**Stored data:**
◇ ◇ ◇ ◇

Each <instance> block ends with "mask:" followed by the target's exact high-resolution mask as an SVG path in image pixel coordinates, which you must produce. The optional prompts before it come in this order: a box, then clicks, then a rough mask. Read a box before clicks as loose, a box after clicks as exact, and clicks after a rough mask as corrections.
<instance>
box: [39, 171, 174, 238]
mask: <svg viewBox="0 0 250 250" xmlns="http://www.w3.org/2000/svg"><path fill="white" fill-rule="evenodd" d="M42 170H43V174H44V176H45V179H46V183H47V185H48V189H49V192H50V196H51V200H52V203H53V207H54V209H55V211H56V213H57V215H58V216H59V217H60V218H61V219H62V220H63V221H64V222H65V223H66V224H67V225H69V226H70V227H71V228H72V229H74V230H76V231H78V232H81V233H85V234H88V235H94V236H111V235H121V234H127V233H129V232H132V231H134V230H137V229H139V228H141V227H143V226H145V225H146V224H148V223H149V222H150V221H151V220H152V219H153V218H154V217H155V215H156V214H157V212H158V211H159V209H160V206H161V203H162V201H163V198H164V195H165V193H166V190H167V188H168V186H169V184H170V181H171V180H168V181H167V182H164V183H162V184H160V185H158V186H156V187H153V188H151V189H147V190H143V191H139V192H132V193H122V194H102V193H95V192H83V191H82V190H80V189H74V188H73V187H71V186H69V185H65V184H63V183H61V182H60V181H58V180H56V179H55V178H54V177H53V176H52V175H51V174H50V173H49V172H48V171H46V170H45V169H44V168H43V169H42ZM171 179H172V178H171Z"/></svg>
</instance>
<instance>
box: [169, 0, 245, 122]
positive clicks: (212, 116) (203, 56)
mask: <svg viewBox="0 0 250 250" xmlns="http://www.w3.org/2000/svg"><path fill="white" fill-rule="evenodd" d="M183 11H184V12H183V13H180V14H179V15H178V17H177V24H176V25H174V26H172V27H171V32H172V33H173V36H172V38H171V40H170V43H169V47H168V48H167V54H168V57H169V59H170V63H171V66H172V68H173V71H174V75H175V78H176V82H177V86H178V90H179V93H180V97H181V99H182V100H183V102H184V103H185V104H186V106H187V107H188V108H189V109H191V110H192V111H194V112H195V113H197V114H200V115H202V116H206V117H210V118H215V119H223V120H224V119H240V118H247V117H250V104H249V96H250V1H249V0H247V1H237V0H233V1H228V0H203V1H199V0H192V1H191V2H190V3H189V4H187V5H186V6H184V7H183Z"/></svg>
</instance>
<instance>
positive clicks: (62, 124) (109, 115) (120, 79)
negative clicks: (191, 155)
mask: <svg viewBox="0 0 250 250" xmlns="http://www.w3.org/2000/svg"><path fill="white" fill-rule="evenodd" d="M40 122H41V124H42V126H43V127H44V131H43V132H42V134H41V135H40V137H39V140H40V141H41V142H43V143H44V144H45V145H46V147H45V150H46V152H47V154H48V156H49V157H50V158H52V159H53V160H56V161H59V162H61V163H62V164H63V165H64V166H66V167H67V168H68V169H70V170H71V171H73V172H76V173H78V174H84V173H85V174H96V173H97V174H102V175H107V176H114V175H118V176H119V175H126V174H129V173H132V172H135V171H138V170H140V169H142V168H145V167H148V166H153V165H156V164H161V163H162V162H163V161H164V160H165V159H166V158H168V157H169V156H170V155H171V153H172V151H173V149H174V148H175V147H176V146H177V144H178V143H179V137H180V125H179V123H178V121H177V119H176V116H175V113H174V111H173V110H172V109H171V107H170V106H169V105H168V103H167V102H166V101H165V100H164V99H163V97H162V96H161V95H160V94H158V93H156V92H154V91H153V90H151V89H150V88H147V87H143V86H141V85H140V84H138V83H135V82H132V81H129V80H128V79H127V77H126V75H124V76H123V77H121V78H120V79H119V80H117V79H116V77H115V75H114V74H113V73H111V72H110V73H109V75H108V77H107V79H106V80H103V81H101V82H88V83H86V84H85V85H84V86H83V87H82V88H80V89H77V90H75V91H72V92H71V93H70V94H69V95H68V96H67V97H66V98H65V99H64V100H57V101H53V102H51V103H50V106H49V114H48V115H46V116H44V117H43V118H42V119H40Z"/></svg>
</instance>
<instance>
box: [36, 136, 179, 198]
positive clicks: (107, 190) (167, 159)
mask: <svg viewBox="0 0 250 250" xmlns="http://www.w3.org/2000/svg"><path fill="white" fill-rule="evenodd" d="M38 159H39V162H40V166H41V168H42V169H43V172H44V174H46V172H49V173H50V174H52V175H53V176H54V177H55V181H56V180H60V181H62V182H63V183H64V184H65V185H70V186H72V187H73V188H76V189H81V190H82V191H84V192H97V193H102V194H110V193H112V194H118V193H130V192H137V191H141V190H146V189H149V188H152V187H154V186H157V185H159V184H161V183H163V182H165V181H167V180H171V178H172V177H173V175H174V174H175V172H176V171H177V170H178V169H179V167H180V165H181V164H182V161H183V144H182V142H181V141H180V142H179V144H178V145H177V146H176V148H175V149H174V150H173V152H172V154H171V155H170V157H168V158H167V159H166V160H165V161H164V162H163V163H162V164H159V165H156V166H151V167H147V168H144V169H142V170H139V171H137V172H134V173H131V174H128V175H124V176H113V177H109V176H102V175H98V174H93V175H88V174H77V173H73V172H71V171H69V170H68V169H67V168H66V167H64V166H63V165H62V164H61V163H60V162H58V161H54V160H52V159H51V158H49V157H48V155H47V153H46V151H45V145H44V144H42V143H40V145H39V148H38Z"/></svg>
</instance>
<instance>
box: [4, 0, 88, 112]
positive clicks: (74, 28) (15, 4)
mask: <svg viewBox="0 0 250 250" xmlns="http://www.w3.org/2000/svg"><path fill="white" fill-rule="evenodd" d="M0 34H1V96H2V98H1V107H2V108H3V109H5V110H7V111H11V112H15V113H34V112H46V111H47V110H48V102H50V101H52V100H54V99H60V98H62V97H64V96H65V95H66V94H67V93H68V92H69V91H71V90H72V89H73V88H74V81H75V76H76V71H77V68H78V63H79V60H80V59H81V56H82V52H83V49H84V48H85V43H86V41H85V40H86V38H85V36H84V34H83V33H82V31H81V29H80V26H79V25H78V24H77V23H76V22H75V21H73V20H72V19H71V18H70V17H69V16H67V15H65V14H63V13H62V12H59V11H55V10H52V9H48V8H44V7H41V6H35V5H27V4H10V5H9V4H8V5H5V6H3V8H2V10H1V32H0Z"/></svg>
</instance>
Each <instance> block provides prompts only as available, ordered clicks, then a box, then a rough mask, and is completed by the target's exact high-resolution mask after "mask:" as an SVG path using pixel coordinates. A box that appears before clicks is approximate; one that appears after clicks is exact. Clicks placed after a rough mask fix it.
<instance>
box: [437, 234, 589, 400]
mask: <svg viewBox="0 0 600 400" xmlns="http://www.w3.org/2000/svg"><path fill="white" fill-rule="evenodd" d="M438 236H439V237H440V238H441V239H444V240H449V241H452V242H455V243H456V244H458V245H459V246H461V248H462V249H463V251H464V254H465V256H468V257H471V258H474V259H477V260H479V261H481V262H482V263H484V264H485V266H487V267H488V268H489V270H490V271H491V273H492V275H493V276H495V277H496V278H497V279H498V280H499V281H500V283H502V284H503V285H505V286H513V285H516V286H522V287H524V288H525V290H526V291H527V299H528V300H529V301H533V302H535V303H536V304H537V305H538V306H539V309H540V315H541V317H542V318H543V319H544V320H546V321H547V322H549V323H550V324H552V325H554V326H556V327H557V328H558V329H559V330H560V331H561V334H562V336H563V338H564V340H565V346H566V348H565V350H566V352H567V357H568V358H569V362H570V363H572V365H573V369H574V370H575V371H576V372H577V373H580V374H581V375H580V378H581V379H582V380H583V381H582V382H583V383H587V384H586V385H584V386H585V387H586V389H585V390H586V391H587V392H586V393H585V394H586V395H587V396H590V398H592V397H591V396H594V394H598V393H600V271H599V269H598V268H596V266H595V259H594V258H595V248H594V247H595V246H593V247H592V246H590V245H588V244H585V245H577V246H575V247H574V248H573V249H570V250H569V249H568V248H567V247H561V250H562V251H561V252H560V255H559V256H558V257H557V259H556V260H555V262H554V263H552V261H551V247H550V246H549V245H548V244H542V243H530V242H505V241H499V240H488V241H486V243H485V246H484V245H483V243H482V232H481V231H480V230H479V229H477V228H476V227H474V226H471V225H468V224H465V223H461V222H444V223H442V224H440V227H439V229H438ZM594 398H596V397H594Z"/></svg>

◇ ◇ ◇ ◇

**What the task requires:** Considering the records above, how many lines hold "rough"? Please answer with only the number.

**Response area:** 2